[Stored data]
================================

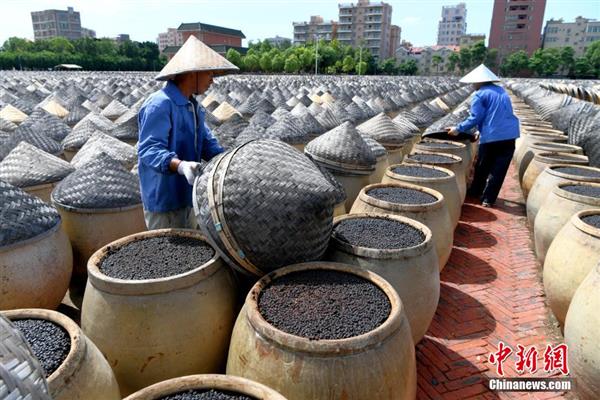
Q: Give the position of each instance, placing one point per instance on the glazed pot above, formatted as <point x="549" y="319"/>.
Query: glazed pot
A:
<point x="556" y="211"/>
<point x="379" y="364"/>
<point x="446" y="185"/>
<point x="543" y="160"/>
<point x="156" y="316"/>
<point x="572" y="255"/>
<point x="35" y="273"/>
<point x="434" y="215"/>
<point x="412" y="271"/>
<point x="85" y="373"/>
<point x="224" y="383"/>
<point x="547" y="181"/>
<point x="581" y="336"/>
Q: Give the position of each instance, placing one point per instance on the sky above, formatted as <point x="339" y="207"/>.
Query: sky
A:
<point x="257" y="19"/>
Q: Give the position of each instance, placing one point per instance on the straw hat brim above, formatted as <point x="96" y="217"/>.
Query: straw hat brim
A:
<point x="195" y="56"/>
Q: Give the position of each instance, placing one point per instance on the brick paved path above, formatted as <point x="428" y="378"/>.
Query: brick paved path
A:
<point x="491" y="291"/>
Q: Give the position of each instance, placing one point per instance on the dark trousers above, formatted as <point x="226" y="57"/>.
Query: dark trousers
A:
<point x="493" y="161"/>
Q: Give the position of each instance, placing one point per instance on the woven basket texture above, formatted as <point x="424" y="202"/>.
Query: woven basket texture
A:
<point x="100" y="142"/>
<point x="21" y="377"/>
<point x="101" y="183"/>
<point x="342" y="145"/>
<point x="276" y="202"/>
<point x="23" y="216"/>
<point x="384" y="130"/>
<point x="80" y="135"/>
<point x="26" y="165"/>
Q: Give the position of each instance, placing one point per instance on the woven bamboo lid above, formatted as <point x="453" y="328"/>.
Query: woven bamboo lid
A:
<point x="100" y="142"/>
<point x="382" y="129"/>
<point x="102" y="183"/>
<point x="23" y="216"/>
<point x="26" y="165"/>
<point x="21" y="377"/>
<point x="342" y="148"/>
<point x="265" y="205"/>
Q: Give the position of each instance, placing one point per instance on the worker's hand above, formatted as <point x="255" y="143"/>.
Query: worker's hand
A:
<point x="452" y="131"/>
<point x="190" y="170"/>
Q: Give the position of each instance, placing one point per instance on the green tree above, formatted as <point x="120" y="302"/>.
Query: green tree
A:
<point x="453" y="60"/>
<point x="292" y="65"/>
<point x="265" y="63"/>
<point x="389" y="67"/>
<point x="515" y="64"/>
<point x="348" y="65"/>
<point x="60" y="45"/>
<point x="278" y="63"/>
<point x="465" y="60"/>
<point x="15" y="44"/>
<point x="408" y="67"/>
<point x="545" y="62"/>
<point x="593" y="56"/>
<point x="436" y="60"/>
<point x="361" y="68"/>
<point x="478" y="53"/>
<point x="491" y="58"/>
<point x="582" y="68"/>
<point x="331" y="70"/>
<point x="234" y="57"/>
<point x="251" y="63"/>
<point x="567" y="59"/>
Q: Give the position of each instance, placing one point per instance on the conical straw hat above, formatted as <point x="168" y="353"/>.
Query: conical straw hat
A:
<point x="194" y="56"/>
<point x="479" y="75"/>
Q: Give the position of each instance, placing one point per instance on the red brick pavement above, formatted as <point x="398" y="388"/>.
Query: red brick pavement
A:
<point x="491" y="291"/>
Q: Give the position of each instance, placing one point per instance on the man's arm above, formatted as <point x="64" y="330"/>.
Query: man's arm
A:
<point x="155" y="128"/>
<point x="477" y="115"/>
<point x="210" y="144"/>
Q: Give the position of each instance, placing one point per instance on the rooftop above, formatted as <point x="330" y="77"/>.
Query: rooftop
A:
<point x="199" y="26"/>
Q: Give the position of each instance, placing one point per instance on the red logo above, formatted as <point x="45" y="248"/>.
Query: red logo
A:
<point x="555" y="358"/>
<point x="500" y="356"/>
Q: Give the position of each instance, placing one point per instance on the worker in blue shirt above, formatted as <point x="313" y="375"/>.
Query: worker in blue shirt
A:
<point x="174" y="137"/>
<point x="492" y="115"/>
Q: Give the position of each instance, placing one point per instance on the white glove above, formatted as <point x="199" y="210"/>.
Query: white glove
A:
<point x="190" y="170"/>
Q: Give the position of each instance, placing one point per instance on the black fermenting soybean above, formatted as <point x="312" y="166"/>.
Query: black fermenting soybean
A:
<point x="378" y="233"/>
<point x="400" y="195"/>
<point x="420" y="172"/>
<point x="592" y="173"/>
<point x="432" y="158"/>
<point x="49" y="342"/>
<point x="583" y="190"/>
<point x="156" y="257"/>
<point x="593" y="220"/>
<point x="324" y="304"/>
<point x="203" y="394"/>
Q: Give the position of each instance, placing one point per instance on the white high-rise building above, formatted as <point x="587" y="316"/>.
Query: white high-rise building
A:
<point x="453" y="25"/>
<point x="172" y="37"/>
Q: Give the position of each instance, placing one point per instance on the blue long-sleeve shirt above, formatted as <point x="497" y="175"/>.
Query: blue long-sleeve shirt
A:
<point x="167" y="130"/>
<point x="492" y="114"/>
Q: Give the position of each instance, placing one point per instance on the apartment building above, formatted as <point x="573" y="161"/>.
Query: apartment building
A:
<point x="278" y="40"/>
<point x="452" y="25"/>
<point x="211" y="34"/>
<point x="395" y="40"/>
<point x="470" y="39"/>
<point x="172" y="37"/>
<point x="578" y="35"/>
<point x="368" y="25"/>
<point x="424" y="57"/>
<point x="49" y="24"/>
<point x="307" y="31"/>
<point x="517" y="25"/>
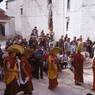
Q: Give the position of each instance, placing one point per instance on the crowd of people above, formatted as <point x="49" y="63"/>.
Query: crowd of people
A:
<point x="39" y="57"/>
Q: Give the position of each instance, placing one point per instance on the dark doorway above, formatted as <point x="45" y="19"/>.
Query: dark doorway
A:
<point x="2" y="30"/>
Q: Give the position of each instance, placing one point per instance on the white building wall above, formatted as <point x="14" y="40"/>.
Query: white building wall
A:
<point x="35" y="13"/>
<point x="75" y="15"/>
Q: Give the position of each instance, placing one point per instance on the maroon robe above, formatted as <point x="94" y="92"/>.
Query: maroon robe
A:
<point x="93" y="74"/>
<point x="78" y="68"/>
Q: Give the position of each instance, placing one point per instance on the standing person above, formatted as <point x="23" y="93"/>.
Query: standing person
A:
<point x="11" y="74"/>
<point x="1" y="59"/>
<point x="52" y="71"/>
<point x="93" y="74"/>
<point x="39" y="63"/>
<point x="26" y="74"/>
<point x="78" y="68"/>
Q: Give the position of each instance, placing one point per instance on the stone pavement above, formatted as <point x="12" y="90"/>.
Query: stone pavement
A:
<point x="66" y="85"/>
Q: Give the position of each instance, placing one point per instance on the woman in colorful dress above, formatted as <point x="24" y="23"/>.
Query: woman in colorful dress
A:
<point x="93" y="66"/>
<point x="52" y="70"/>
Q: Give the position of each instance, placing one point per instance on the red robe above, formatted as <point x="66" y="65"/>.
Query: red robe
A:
<point x="26" y="70"/>
<point x="78" y="68"/>
<point x="94" y="74"/>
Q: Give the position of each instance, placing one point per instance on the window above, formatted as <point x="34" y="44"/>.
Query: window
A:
<point x="67" y="23"/>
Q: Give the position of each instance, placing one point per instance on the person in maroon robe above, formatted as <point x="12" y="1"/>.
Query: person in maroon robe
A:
<point x="78" y="68"/>
<point x="26" y="73"/>
<point x="93" y="66"/>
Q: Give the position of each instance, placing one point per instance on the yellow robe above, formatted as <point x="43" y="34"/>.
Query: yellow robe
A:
<point x="10" y="75"/>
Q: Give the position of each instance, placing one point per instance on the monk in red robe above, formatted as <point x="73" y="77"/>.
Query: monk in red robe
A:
<point x="93" y="74"/>
<point x="78" y="68"/>
<point x="11" y="74"/>
<point x="52" y="71"/>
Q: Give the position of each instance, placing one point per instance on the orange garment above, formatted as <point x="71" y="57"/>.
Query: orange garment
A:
<point x="26" y="67"/>
<point x="78" y="67"/>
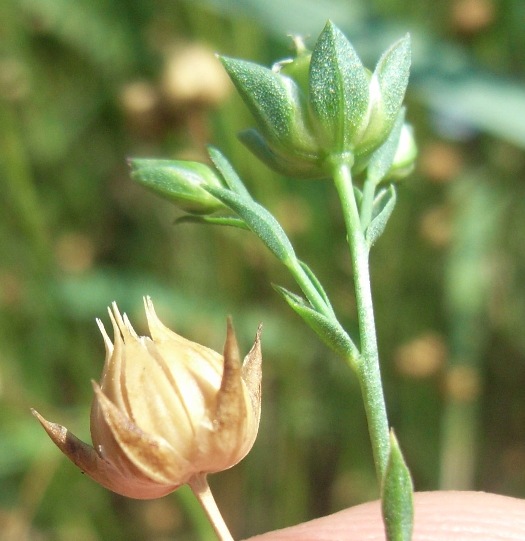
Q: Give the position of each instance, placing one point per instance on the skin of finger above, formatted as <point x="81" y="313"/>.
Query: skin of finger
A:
<point x="439" y="516"/>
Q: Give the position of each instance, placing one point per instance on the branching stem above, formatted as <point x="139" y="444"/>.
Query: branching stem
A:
<point x="368" y="368"/>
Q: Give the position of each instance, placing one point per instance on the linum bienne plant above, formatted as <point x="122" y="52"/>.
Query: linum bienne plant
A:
<point x="320" y="115"/>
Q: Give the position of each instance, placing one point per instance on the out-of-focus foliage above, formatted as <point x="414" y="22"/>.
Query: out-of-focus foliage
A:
<point x="84" y="85"/>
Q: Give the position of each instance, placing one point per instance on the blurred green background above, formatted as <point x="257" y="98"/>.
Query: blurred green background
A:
<point x="86" y="84"/>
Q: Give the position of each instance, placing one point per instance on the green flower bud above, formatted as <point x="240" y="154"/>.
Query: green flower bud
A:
<point x="180" y="182"/>
<point x="322" y="104"/>
<point x="405" y="155"/>
<point x="284" y="138"/>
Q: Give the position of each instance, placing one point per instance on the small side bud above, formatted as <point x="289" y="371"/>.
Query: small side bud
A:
<point x="180" y="182"/>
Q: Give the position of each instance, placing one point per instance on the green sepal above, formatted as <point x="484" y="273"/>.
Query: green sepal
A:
<point x="180" y="182"/>
<point x="284" y="164"/>
<point x="382" y="209"/>
<point x="387" y="90"/>
<point x="397" y="495"/>
<point x="276" y="103"/>
<point x="230" y="176"/>
<point x="259" y="220"/>
<point x="332" y="334"/>
<point x="392" y="71"/>
<point x="383" y="158"/>
<point x="212" y="220"/>
<point x="339" y="91"/>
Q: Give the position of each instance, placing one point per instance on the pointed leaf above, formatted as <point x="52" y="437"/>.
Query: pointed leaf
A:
<point x="212" y="220"/>
<point x="227" y="171"/>
<point x="384" y="204"/>
<point x="338" y="88"/>
<point x="259" y="220"/>
<point x="397" y="495"/>
<point x="316" y="283"/>
<point x="330" y="331"/>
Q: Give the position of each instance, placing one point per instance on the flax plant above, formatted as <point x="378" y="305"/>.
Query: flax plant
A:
<point x="320" y="116"/>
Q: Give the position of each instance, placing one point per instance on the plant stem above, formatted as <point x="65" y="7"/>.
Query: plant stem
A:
<point x="368" y="368"/>
<point x="200" y="487"/>
<point x="367" y="203"/>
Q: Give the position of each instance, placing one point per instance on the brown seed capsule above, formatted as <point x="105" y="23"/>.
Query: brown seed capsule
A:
<point x="166" y="409"/>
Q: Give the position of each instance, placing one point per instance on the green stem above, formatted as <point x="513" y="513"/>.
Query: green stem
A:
<point x="367" y="203"/>
<point x="368" y="368"/>
<point x="199" y="485"/>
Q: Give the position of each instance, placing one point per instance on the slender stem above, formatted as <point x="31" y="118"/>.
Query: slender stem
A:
<point x="368" y="367"/>
<point x="200" y="487"/>
<point x="367" y="203"/>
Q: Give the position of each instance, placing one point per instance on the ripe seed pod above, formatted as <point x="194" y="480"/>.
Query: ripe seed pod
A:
<point x="166" y="410"/>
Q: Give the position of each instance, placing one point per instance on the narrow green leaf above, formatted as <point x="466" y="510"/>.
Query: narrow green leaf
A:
<point x="330" y="331"/>
<point x="392" y="71"/>
<point x="383" y="158"/>
<point x="227" y="171"/>
<point x="212" y="220"/>
<point x="275" y="102"/>
<point x="383" y="207"/>
<point x="259" y="220"/>
<point x="316" y="283"/>
<point x="397" y="495"/>
<point x="339" y="91"/>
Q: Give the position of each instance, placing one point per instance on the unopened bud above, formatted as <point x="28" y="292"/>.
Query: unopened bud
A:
<point x="180" y="182"/>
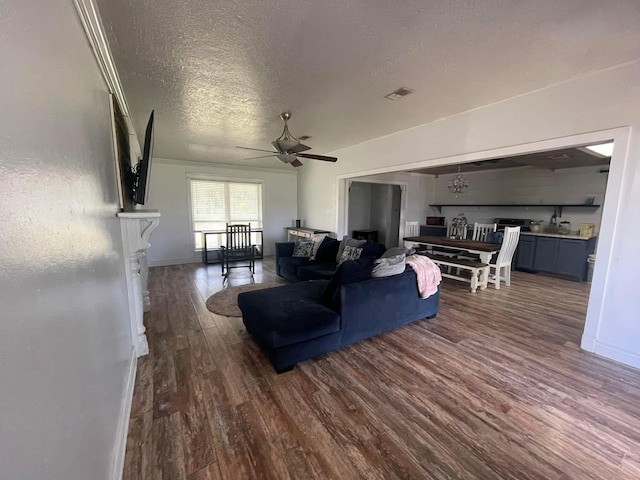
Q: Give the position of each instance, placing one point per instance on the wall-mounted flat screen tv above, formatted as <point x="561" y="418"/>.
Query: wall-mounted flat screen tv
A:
<point x="143" y="169"/>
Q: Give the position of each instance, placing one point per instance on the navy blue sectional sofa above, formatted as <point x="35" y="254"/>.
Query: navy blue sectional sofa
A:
<point x="296" y="269"/>
<point x="302" y="320"/>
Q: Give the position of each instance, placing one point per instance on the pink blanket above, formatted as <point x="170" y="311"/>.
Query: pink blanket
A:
<point x="428" y="274"/>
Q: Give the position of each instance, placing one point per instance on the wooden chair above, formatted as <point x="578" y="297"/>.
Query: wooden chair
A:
<point x="456" y="231"/>
<point x="481" y="230"/>
<point x="238" y="249"/>
<point x="502" y="265"/>
<point x="412" y="229"/>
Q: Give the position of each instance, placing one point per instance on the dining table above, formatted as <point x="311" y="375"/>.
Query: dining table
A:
<point x="484" y="250"/>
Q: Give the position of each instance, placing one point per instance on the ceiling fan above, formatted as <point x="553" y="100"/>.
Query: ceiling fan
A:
<point x="288" y="148"/>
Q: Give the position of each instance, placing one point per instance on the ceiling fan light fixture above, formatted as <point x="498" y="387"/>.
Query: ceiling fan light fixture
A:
<point x="286" y="141"/>
<point x="285" y="144"/>
<point x="286" y="158"/>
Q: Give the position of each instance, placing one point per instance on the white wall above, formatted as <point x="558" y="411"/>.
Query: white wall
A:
<point x="172" y="241"/>
<point x="526" y="186"/>
<point x="601" y="101"/>
<point x="65" y="340"/>
<point x="419" y="192"/>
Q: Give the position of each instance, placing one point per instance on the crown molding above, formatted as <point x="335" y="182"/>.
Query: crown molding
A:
<point x="225" y="166"/>
<point x="94" y="30"/>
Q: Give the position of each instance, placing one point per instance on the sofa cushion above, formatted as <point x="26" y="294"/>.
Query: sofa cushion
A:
<point x="289" y="267"/>
<point x="386" y="267"/>
<point x="327" y="250"/>
<point x="349" y="271"/>
<point x="295" y="313"/>
<point x="347" y="240"/>
<point x="316" y="271"/>
<point x="393" y="251"/>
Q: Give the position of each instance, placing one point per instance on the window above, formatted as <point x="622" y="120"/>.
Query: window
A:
<point x="216" y="203"/>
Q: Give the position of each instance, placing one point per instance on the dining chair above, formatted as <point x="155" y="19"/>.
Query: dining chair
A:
<point x="456" y="231"/>
<point x="502" y="265"/>
<point x="238" y="249"/>
<point x="412" y="229"/>
<point x="481" y="230"/>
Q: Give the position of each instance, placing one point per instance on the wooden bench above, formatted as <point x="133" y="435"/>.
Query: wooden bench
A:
<point x="479" y="271"/>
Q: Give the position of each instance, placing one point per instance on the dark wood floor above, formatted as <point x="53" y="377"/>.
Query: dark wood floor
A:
<point x="495" y="387"/>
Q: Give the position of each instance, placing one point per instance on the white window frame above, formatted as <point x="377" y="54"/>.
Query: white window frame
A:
<point x="215" y="178"/>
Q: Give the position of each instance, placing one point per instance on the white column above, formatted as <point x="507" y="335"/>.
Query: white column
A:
<point x="136" y="230"/>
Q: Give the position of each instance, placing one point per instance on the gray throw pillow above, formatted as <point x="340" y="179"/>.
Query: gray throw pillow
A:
<point x="388" y="266"/>
<point x="303" y="248"/>
<point x="317" y="241"/>
<point x="393" y="251"/>
<point x="347" y="240"/>
<point x="350" y="253"/>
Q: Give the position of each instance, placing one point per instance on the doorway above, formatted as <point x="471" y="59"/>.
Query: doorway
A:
<point x="376" y="207"/>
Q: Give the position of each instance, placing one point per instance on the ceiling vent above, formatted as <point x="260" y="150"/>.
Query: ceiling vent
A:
<point x="398" y="94"/>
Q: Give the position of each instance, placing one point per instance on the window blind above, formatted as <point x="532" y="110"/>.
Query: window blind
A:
<point x="216" y="203"/>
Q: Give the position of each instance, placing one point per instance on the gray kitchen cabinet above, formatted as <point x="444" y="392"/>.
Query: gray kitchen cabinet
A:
<point x="572" y="258"/>
<point x="526" y="252"/>
<point x="562" y="256"/>
<point x="433" y="231"/>
<point x="546" y="255"/>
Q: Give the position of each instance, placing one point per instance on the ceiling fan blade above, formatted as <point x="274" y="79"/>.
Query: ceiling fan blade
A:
<point x="317" y="157"/>
<point x="256" y="149"/>
<point x="261" y="156"/>
<point x="299" y="148"/>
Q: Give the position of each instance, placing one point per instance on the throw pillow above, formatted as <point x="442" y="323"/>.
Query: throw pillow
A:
<point x="350" y="253"/>
<point x="393" y="251"/>
<point x="302" y="248"/>
<point x="327" y="250"/>
<point x="386" y="267"/>
<point x="316" y="244"/>
<point x="348" y="241"/>
<point x="350" y="271"/>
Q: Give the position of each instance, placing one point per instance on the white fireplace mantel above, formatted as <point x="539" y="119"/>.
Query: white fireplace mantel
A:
<point x="136" y="230"/>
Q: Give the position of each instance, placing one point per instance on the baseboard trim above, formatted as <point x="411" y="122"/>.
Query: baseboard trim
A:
<point x="175" y="261"/>
<point x="617" y="354"/>
<point x="588" y="343"/>
<point x="123" y="422"/>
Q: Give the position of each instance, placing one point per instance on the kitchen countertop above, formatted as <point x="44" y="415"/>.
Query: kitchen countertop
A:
<point x="572" y="235"/>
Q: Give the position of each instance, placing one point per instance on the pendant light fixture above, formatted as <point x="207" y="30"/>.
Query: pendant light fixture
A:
<point x="458" y="184"/>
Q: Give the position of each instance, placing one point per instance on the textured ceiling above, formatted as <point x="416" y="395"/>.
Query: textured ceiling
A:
<point x="547" y="160"/>
<point x="218" y="74"/>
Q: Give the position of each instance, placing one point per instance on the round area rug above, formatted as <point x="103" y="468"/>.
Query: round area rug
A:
<point x="225" y="302"/>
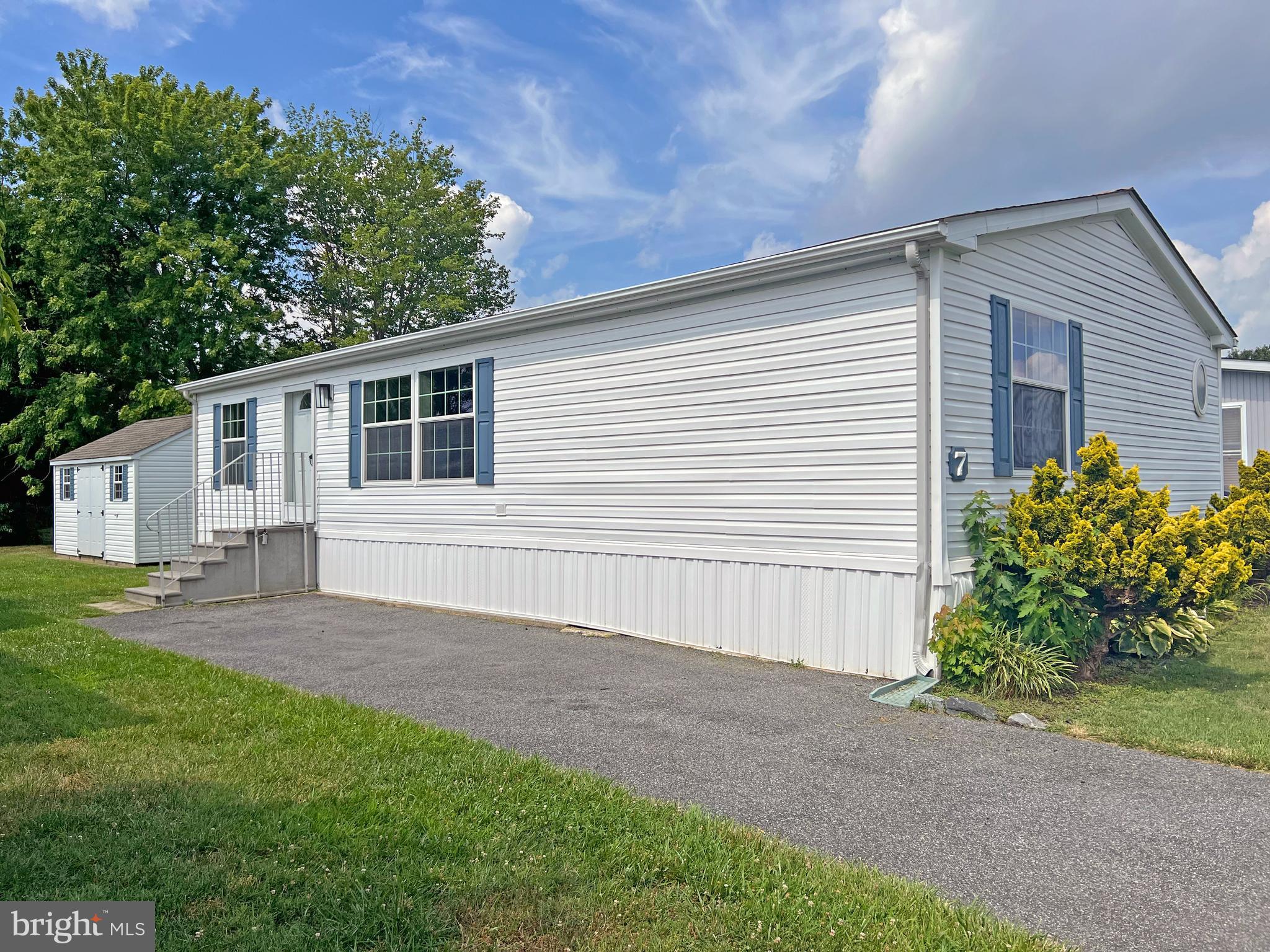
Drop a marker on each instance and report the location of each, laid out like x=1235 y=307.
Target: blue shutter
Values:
x=1076 y=391
x=486 y=421
x=251 y=442
x=1002 y=443
x=355 y=434
x=216 y=446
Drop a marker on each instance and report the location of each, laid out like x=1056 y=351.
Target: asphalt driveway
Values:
x=1099 y=845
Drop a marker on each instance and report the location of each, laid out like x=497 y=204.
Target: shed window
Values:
x=447 y=433
x=386 y=423
x=234 y=444
x=1039 y=389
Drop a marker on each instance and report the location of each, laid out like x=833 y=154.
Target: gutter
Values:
x=729 y=278
x=922 y=580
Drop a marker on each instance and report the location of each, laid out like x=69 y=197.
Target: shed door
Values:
x=91 y=506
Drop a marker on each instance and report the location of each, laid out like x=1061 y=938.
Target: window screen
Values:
x=447 y=436
x=1038 y=421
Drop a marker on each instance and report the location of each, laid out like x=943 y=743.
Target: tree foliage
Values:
x=153 y=227
x=391 y=239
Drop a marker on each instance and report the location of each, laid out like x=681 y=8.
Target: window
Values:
x=1232 y=443
x=447 y=433
x=1039 y=389
x=386 y=425
x=234 y=444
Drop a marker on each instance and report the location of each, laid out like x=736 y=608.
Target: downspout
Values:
x=922 y=580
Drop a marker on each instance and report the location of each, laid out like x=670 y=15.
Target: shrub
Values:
x=1242 y=518
x=963 y=643
x=1101 y=564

================================

Reproduce the part of the rows above that opens with the line containing "like x=736 y=608." and closes at the last row, replacing "Target" with "Label" and leaving everything else unchanged.

Drop a marker on each instance and report the location of each, laid out like x=736 y=608.
Label: downspout
Values:
x=922 y=580
Drop a marker on each instance and report the location of each, laid out like x=670 y=15.
Label: shrub
Values:
x=1242 y=518
x=963 y=643
x=1101 y=564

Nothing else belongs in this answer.